*** DATASET ENTRIES Section Begins ***
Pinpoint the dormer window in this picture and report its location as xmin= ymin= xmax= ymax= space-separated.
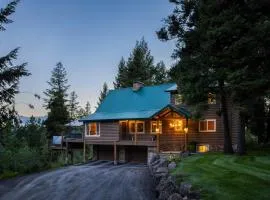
xmin=174 ymin=94 xmax=183 ymax=105
xmin=208 ymin=93 xmax=216 ymax=104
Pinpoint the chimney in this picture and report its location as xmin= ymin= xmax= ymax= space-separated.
xmin=133 ymin=81 xmax=144 ymax=91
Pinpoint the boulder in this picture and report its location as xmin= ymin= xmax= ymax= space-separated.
xmin=168 ymin=193 xmax=183 ymax=200
xmin=156 ymin=176 xmax=178 ymax=200
xmin=156 ymin=167 xmax=169 ymax=174
xmin=152 ymin=158 xmax=168 ymax=173
xmin=149 ymin=153 xmax=160 ymax=164
xmin=179 ymin=182 xmax=192 ymax=197
xmin=168 ymin=161 xmax=177 ymax=170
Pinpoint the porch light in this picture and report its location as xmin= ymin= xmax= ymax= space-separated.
xmin=156 ymin=128 xmax=160 ymax=132
xmin=184 ymin=127 xmax=188 ymax=134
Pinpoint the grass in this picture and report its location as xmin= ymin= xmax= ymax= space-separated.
xmin=171 ymin=150 xmax=270 ymax=200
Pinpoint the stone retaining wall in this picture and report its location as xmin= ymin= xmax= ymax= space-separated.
xmin=149 ymin=152 xmax=200 ymax=200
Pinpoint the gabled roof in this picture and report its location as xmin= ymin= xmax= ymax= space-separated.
xmin=80 ymin=83 xmax=190 ymax=122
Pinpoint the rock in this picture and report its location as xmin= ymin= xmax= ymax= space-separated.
xmin=156 ymin=167 xmax=169 ymax=174
xmin=168 ymin=161 xmax=177 ymax=170
xmin=152 ymin=158 xmax=168 ymax=173
xmin=168 ymin=193 xmax=183 ymax=200
xmin=182 ymin=196 xmax=188 ymax=200
xmin=179 ymin=182 xmax=192 ymax=197
xmin=156 ymin=176 xmax=177 ymax=200
xmin=149 ymin=153 xmax=160 ymax=164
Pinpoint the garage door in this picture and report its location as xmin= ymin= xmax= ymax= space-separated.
xmin=97 ymin=145 xmax=114 ymax=161
xmin=126 ymin=146 xmax=147 ymax=163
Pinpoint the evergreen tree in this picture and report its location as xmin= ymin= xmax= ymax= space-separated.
xmin=77 ymin=101 xmax=91 ymax=118
xmin=44 ymin=62 xmax=70 ymax=138
xmin=85 ymin=101 xmax=91 ymax=115
xmin=153 ymin=61 xmax=169 ymax=84
xmin=113 ymin=57 xmax=127 ymax=89
xmin=114 ymin=38 xmax=169 ymax=88
xmin=0 ymin=0 xmax=30 ymax=129
xmin=69 ymin=91 xmax=79 ymax=121
xmin=158 ymin=0 xmax=270 ymax=154
xmin=97 ymin=82 xmax=109 ymax=107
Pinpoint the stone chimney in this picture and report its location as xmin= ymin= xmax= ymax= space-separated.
xmin=132 ymin=81 xmax=144 ymax=91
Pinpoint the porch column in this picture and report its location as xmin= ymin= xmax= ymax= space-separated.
xmin=114 ymin=141 xmax=117 ymax=165
xmin=83 ymin=123 xmax=86 ymax=163
xmin=156 ymin=120 xmax=160 ymax=153
xmin=135 ymin=120 xmax=137 ymax=145
xmin=184 ymin=118 xmax=189 ymax=151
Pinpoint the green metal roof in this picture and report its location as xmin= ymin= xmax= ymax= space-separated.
xmin=80 ymin=83 xmax=190 ymax=122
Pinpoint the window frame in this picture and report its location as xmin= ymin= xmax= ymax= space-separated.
xmin=150 ymin=121 xmax=162 ymax=134
xmin=199 ymin=119 xmax=216 ymax=132
xmin=208 ymin=93 xmax=216 ymax=104
xmin=128 ymin=120 xmax=145 ymax=134
xmin=85 ymin=122 xmax=100 ymax=137
xmin=174 ymin=94 xmax=183 ymax=105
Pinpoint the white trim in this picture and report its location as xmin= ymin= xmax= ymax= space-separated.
xmin=150 ymin=120 xmax=162 ymax=134
xmin=128 ymin=120 xmax=145 ymax=134
xmin=199 ymin=119 xmax=216 ymax=132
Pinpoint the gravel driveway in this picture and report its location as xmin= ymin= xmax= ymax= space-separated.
xmin=0 ymin=161 xmax=155 ymax=200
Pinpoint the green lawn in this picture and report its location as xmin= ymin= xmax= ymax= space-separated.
xmin=172 ymin=151 xmax=270 ymax=200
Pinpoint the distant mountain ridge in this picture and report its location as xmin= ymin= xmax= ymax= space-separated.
xmin=19 ymin=116 xmax=47 ymax=126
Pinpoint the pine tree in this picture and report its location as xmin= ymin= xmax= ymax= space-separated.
xmin=158 ymin=0 xmax=270 ymax=154
xmin=97 ymin=82 xmax=109 ymax=107
xmin=69 ymin=91 xmax=79 ymax=121
xmin=44 ymin=62 xmax=70 ymax=138
xmin=114 ymin=38 xmax=169 ymax=88
xmin=0 ymin=0 xmax=30 ymax=129
xmin=153 ymin=61 xmax=169 ymax=84
xmin=85 ymin=101 xmax=91 ymax=115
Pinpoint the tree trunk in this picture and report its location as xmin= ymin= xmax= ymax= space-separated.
xmin=219 ymin=81 xmax=234 ymax=154
xmin=267 ymin=111 xmax=270 ymax=143
xmin=238 ymin=112 xmax=246 ymax=155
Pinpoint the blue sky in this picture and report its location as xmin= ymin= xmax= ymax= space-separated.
xmin=1 ymin=0 xmax=176 ymax=116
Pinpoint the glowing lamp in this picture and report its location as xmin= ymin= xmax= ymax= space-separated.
xmin=184 ymin=127 xmax=188 ymax=134
xmin=156 ymin=128 xmax=160 ymax=133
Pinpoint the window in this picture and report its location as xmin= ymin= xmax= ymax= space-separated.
xmin=208 ymin=93 xmax=216 ymax=104
xmin=174 ymin=94 xmax=183 ymax=105
xmin=86 ymin=122 xmax=100 ymax=136
xmin=199 ymin=119 xmax=216 ymax=132
xmin=151 ymin=121 xmax=162 ymax=134
xmin=175 ymin=120 xmax=183 ymax=131
xmin=128 ymin=121 xmax=145 ymax=134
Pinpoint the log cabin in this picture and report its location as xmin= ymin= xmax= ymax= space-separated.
xmin=80 ymin=82 xmax=239 ymax=164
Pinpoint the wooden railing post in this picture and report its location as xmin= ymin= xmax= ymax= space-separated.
xmin=135 ymin=120 xmax=137 ymax=145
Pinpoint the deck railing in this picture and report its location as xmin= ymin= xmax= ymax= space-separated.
xmin=120 ymin=132 xmax=156 ymax=141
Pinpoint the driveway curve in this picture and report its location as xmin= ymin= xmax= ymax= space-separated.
xmin=0 ymin=161 xmax=155 ymax=200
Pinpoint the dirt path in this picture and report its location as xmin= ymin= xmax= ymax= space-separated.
xmin=0 ymin=161 xmax=155 ymax=200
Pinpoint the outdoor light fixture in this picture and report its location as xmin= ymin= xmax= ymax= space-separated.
xmin=156 ymin=128 xmax=160 ymax=132
xmin=184 ymin=127 xmax=188 ymax=134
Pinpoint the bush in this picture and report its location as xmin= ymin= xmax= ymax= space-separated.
xmin=188 ymin=141 xmax=197 ymax=152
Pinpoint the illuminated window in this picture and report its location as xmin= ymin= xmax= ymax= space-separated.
xmin=169 ymin=120 xmax=184 ymax=132
xmin=151 ymin=121 xmax=162 ymax=134
xmin=86 ymin=122 xmax=100 ymax=136
xmin=129 ymin=121 xmax=145 ymax=134
xmin=174 ymin=94 xmax=183 ymax=105
xmin=196 ymin=144 xmax=209 ymax=152
xmin=208 ymin=93 xmax=216 ymax=104
xmin=199 ymin=119 xmax=216 ymax=132
xmin=175 ymin=120 xmax=183 ymax=131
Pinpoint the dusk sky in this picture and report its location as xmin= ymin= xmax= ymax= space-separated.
xmin=1 ymin=0 xmax=176 ymax=117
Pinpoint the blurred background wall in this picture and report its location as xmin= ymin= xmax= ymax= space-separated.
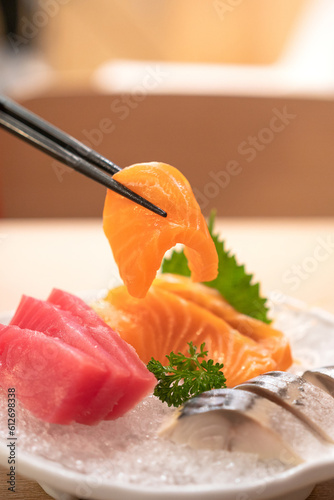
xmin=1 ymin=0 xmax=334 ymax=218
xmin=39 ymin=0 xmax=305 ymax=78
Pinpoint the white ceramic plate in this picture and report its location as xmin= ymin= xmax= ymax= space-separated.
xmin=0 ymin=292 xmax=334 ymax=500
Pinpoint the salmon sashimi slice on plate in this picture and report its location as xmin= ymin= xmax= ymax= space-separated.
xmin=93 ymin=284 xmax=281 ymax=388
xmin=103 ymin=162 xmax=218 ymax=298
xmin=153 ymin=274 xmax=293 ymax=371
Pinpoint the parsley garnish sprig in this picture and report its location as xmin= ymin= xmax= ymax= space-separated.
xmin=147 ymin=341 xmax=226 ymax=407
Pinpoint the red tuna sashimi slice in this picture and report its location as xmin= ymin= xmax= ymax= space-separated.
xmin=47 ymin=289 xmax=157 ymax=418
xmin=0 ymin=325 xmax=107 ymax=424
xmin=10 ymin=296 xmax=130 ymax=424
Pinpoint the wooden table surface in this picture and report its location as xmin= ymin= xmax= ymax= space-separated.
xmin=0 ymin=217 xmax=334 ymax=500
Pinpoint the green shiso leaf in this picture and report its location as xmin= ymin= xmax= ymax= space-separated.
xmin=161 ymin=247 xmax=190 ymax=277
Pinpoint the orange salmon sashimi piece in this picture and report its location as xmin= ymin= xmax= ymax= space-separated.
xmin=153 ymin=274 xmax=293 ymax=371
xmin=103 ymin=162 xmax=218 ymax=298
xmin=93 ymin=285 xmax=277 ymax=388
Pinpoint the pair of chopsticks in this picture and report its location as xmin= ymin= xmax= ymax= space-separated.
xmin=0 ymin=95 xmax=167 ymax=218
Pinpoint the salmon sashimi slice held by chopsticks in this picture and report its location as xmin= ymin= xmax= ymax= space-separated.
xmin=93 ymin=276 xmax=292 ymax=387
xmin=103 ymin=162 xmax=218 ymax=298
xmin=100 ymin=161 xmax=292 ymax=387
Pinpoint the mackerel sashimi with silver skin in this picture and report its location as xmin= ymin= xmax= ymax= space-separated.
xmin=303 ymin=367 xmax=334 ymax=398
xmin=160 ymin=366 xmax=334 ymax=464
xmin=237 ymin=370 xmax=334 ymax=443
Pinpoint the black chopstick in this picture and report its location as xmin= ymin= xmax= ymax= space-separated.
xmin=0 ymin=95 xmax=167 ymax=218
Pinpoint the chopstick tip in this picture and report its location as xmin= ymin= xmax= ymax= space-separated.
xmin=159 ymin=208 xmax=168 ymax=218
xmin=150 ymin=205 xmax=167 ymax=218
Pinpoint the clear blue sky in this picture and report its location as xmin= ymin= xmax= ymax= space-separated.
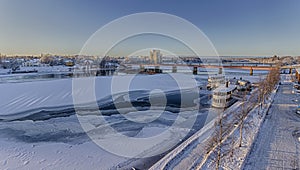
xmin=0 ymin=0 xmax=299 ymax=56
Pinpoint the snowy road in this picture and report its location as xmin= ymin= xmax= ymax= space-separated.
xmin=244 ymin=83 xmax=300 ymax=170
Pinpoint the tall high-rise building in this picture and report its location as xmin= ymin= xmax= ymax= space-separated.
xmin=150 ymin=49 xmax=162 ymax=64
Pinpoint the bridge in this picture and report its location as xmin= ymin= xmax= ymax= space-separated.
xmin=126 ymin=63 xmax=275 ymax=71
xmin=123 ymin=63 xmax=300 ymax=76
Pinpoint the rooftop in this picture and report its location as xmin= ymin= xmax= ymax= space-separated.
xmin=213 ymin=84 xmax=237 ymax=93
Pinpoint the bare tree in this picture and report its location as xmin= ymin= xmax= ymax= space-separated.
xmin=257 ymin=79 xmax=266 ymax=116
xmin=228 ymin=135 xmax=237 ymax=163
xmin=256 ymin=63 xmax=280 ymax=116
xmin=237 ymin=93 xmax=248 ymax=147
xmin=215 ymin=111 xmax=224 ymax=170
xmin=235 ymin=91 xmax=257 ymax=147
xmin=204 ymin=108 xmax=231 ymax=170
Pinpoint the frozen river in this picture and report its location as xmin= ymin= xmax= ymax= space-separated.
xmin=0 ymin=73 xmax=216 ymax=169
xmin=0 ymin=70 xmax=268 ymax=169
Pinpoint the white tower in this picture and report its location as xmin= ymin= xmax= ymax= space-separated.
xmin=150 ymin=50 xmax=162 ymax=64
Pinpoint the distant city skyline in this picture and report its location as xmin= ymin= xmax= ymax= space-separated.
xmin=1 ymin=0 xmax=300 ymax=56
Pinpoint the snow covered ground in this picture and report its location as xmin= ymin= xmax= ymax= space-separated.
xmin=0 ymin=73 xmax=199 ymax=119
xmin=0 ymin=69 xmax=269 ymax=169
xmin=0 ymin=115 xmax=128 ymax=170
xmin=149 ymin=74 xmax=271 ymax=170
xmin=0 ymin=66 xmax=70 ymax=75
xmin=194 ymin=74 xmax=299 ymax=170
xmin=149 ymin=101 xmax=244 ymax=170
xmin=0 ymin=73 xmax=207 ymax=169
xmin=244 ymin=80 xmax=300 ymax=169
xmin=0 ymin=66 xmax=72 ymax=83
xmin=0 ymin=111 xmax=204 ymax=169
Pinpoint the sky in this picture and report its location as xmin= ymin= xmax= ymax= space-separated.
xmin=0 ymin=0 xmax=300 ymax=56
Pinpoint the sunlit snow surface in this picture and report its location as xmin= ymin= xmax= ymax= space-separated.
xmin=0 ymin=70 xmax=267 ymax=169
xmin=0 ymin=74 xmax=197 ymax=118
xmin=0 ymin=73 xmax=210 ymax=169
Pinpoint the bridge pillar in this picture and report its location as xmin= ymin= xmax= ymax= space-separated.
xmin=172 ymin=65 xmax=177 ymax=73
xmin=139 ymin=64 xmax=145 ymax=72
xmin=155 ymin=66 xmax=160 ymax=73
xmin=218 ymin=67 xmax=222 ymax=74
xmin=193 ymin=66 xmax=197 ymax=75
xmin=250 ymin=67 xmax=253 ymax=76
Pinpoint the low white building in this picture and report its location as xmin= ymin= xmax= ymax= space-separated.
xmin=22 ymin=59 xmax=49 ymax=67
xmin=212 ymin=84 xmax=237 ymax=108
xmin=207 ymin=74 xmax=225 ymax=90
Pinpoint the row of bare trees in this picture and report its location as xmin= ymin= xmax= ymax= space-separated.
xmin=205 ymin=64 xmax=281 ymax=170
xmin=257 ymin=64 xmax=281 ymax=115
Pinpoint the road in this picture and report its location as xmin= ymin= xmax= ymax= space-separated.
xmin=244 ymin=83 xmax=300 ymax=170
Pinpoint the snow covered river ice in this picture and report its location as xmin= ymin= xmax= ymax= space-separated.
xmin=0 ymin=73 xmax=218 ymax=169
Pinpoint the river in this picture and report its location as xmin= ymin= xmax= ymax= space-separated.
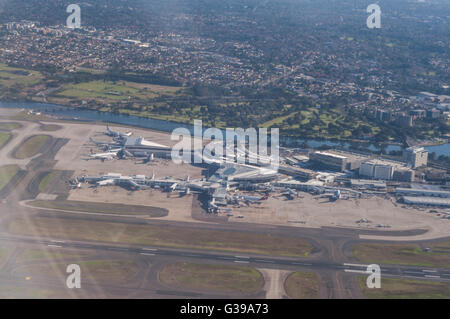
xmin=0 ymin=101 xmax=448 ymax=157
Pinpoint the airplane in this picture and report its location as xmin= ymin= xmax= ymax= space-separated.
xmin=142 ymin=153 xmax=154 ymax=163
xmin=331 ymin=190 xmax=341 ymax=201
xmin=163 ymin=182 xmax=178 ymax=192
xmin=88 ymin=150 xmax=120 ymax=161
xmin=234 ymin=193 xmax=269 ymax=204
xmin=97 ymin=179 xmax=116 ymax=186
xmin=106 ymin=126 xmax=133 ymax=138
xmin=170 ymin=183 xmax=178 ymax=192
xmin=208 ymin=198 xmax=219 ymax=213
xmin=281 ymin=188 xmax=299 ymax=200
xmin=178 ymin=187 xmax=192 ymax=196
xmin=89 ymin=137 xmax=121 ymax=149
xmin=217 ymin=207 xmax=233 ymax=213
xmin=322 ymin=190 xmax=342 ymax=201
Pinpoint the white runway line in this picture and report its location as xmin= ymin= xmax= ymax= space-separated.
xmin=140 ymin=253 xmax=155 ymax=256
xmin=47 ymin=244 xmax=62 ymax=248
xmin=344 ymin=269 xmax=368 ymax=274
xmin=343 ymin=263 xmax=368 ymax=268
xmin=292 ymin=262 xmax=312 ymax=266
xmin=404 ymin=275 xmax=425 ymax=280
xmin=254 ymin=259 xmax=274 ymax=263
xmin=404 ymin=271 xmax=424 ymax=275
xmin=234 ymin=260 xmax=250 ymax=264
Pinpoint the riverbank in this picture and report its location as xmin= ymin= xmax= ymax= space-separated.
xmin=1 ymin=101 xmax=449 ymax=157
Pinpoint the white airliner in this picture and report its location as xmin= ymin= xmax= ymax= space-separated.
xmin=106 ymin=126 xmax=133 ymax=138
xmin=235 ymin=193 xmax=269 ymax=203
xmin=88 ymin=149 xmax=121 ymax=161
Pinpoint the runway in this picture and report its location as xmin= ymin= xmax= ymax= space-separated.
xmin=1 ymin=235 xmax=449 ymax=284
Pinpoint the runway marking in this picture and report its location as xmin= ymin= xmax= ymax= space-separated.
xmin=142 ymin=248 xmax=158 ymax=251
xmin=234 ymin=261 xmax=250 ymax=264
xmin=424 ymin=275 xmax=440 ymax=279
xmin=50 ymin=240 xmax=66 ymax=243
xmin=404 ymin=271 xmax=424 ymax=275
xmin=254 ymin=259 xmax=274 ymax=263
xmin=292 ymin=262 xmax=312 ymax=266
xmin=47 ymin=244 xmax=62 ymax=248
xmin=140 ymin=253 xmax=155 ymax=256
xmin=343 ymin=263 xmax=368 ymax=268
xmin=344 ymin=269 xmax=368 ymax=274
xmin=422 ymin=270 xmax=437 ymax=273
xmin=404 ymin=275 xmax=425 ymax=280
xmin=107 ymin=247 xmax=129 ymax=251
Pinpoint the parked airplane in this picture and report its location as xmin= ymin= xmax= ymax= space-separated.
xmin=88 ymin=149 xmax=120 ymax=161
xmin=234 ymin=193 xmax=269 ymax=204
xmin=331 ymin=190 xmax=341 ymax=201
xmin=89 ymin=137 xmax=121 ymax=148
xmin=281 ymin=188 xmax=298 ymax=200
xmin=106 ymin=126 xmax=133 ymax=138
xmin=142 ymin=153 xmax=154 ymax=163
xmin=97 ymin=179 xmax=116 ymax=186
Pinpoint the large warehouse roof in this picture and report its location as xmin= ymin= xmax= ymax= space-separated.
xmin=403 ymin=196 xmax=450 ymax=207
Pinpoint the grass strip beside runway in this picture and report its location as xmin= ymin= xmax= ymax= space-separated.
xmin=28 ymin=200 xmax=169 ymax=217
xmin=9 ymin=216 xmax=313 ymax=257
xmin=159 ymin=262 xmax=264 ymax=294
xmin=359 ymin=277 xmax=450 ymax=299
xmin=353 ymin=242 xmax=450 ymax=269
xmin=0 ymin=165 xmax=20 ymax=192
xmin=284 ymin=271 xmax=320 ymax=299
xmin=14 ymin=135 xmax=50 ymax=159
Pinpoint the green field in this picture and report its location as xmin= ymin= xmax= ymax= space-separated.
xmin=0 ymin=63 xmax=43 ymax=88
xmin=28 ymin=200 xmax=169 ymax=217
xmin=0 ymin=165 xmax=20 ymax=192
xmin=159 ymin=262 xmax=264 ymax=294
xmin=0 ymin=132 xmax=10 ymax=149
xmin=15 ymin=260 xmax=138 ymax=284
xmin=284 ymin=271 xmax=320 ymax=299
xmin=261 ymin=106 xmax=380 ymax=140
xmin=353 ymin=242 xmax=450 ymax=269
xmin=359 ymin=277 xmax=450 ymax=299
xmin=19 ymin=249 xmax=90 ymax=262
xmin=40 ymin=124 xmax=61 ymax=132
xmin=14 ymin=135 xmax=50 ymax=159
xmin=0 ymin=284 xmax=64 ymax=299
xmin=9 ymin=216 xmax=313 ymax=257
xmin=55 ymin=80 xmax=182 ymax=102
xmin=38 ymin=172 xmax=55 ymax=192
xmin=0 ymin=247 xmax=9 ymax=264
xmin=0 ymin=123 xmax=20 ymax=131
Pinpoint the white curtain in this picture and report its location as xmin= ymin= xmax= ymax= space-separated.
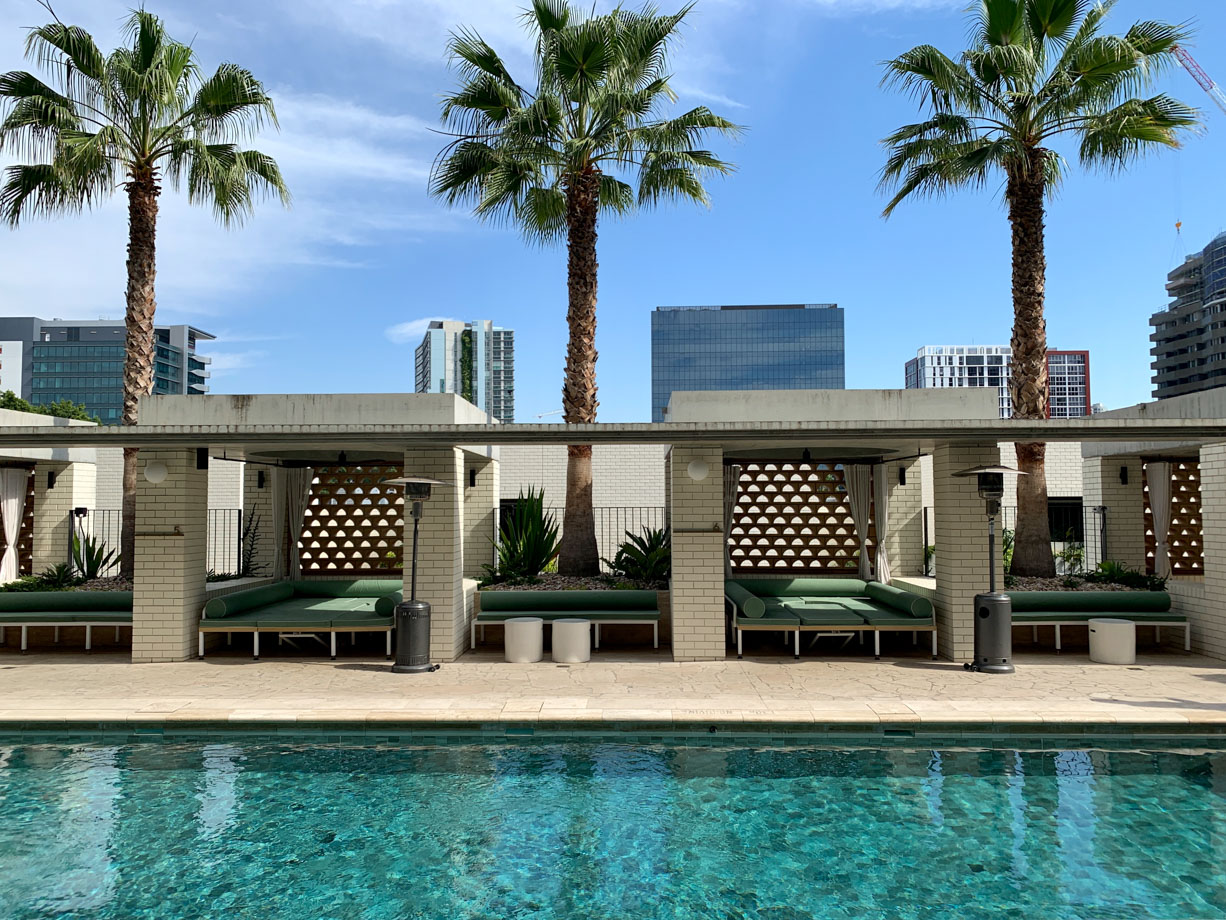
*** DATASET ENTRIES Section Ends ***
_PROBLEM STATEMENT_.
Once the line holding "Pinpoint the large" is found, set down that line and every line after it, exactly, through the last line of the records above, omitting pictures.

_COMPLETED EXERCISE_.
Pinpoint the large warehouse roof in this picture and report its location as xmin= ymin= xmax= ymax= space-separated.
xmin=403 ymin=196 xmax=450 ymax=207
Pinpoint the grass strip beside runway in this picture and report its location as xmin= ymin= xmax= ymax= space-separated.
xmin=28 ymin=200 xmax=169 ymax=217
xmin=9 ymin=216 xmax=313 ymax=257
xmin=159 ymin=262 xmax=264 ymax=294
xmin=359 ymin=277 xmax=450 ymax=299
xmin=353 ymin=242 xmax=450 ymax=269
xmin=0 ymin=165 xmax=20 ymax=192
xmin=284 ymin=271 xmax=320 ymax=299
xmin=14 ymin=135 xmax=50 ymax=159
Pinpoint the green field in this picture and report its location as xmin= ymin= xmax= ymax= space-separated.
xmin=0 ymin=63 xmax=43 ymax=88
xmin=28 ymin=200 xmax=169 ymax=217
xmin=0 ymin=165 xmax=20 ymax=192
xmin=159 ymin=262 xmax=264 ymax=294
xmin=0 ymin=132 xmax=10 ymax=149
xmin=15 ymin=260 xmax=138 ymax=284
xmin=284 ymin=271 xmax=320 ymax=299
xmin=261 ymin=106 xmax=380 ymax=140
xmin=353 ymin=242 xmax=450 ymax=269
xmin=359 ymin=277 xmax=450 ymax=299
xmin=19 ymin=249 xmax=90 ymax=262
xmin=40 ymin=124 xmax=61 ymax=132
xmin=14 ymin=135 xmax=50 ymax=159
xmin=0 ymin=284 xmax=64 ymax=299
xmin=9 ymin=216 xmax=313 ymax=257
xmin=55 ymin=80 xmax=182 ymax=102
xmin=38 ymin=172 xmax=55 ymax=192
xmin=0 ymin=247 xmax=9 ymax=264
xmin=0 ymin=123 xmax=20 ymax=131
Pinpoint the white curtain in this picture and report its location as xmin= ymin= xmax= ymax= space-separated.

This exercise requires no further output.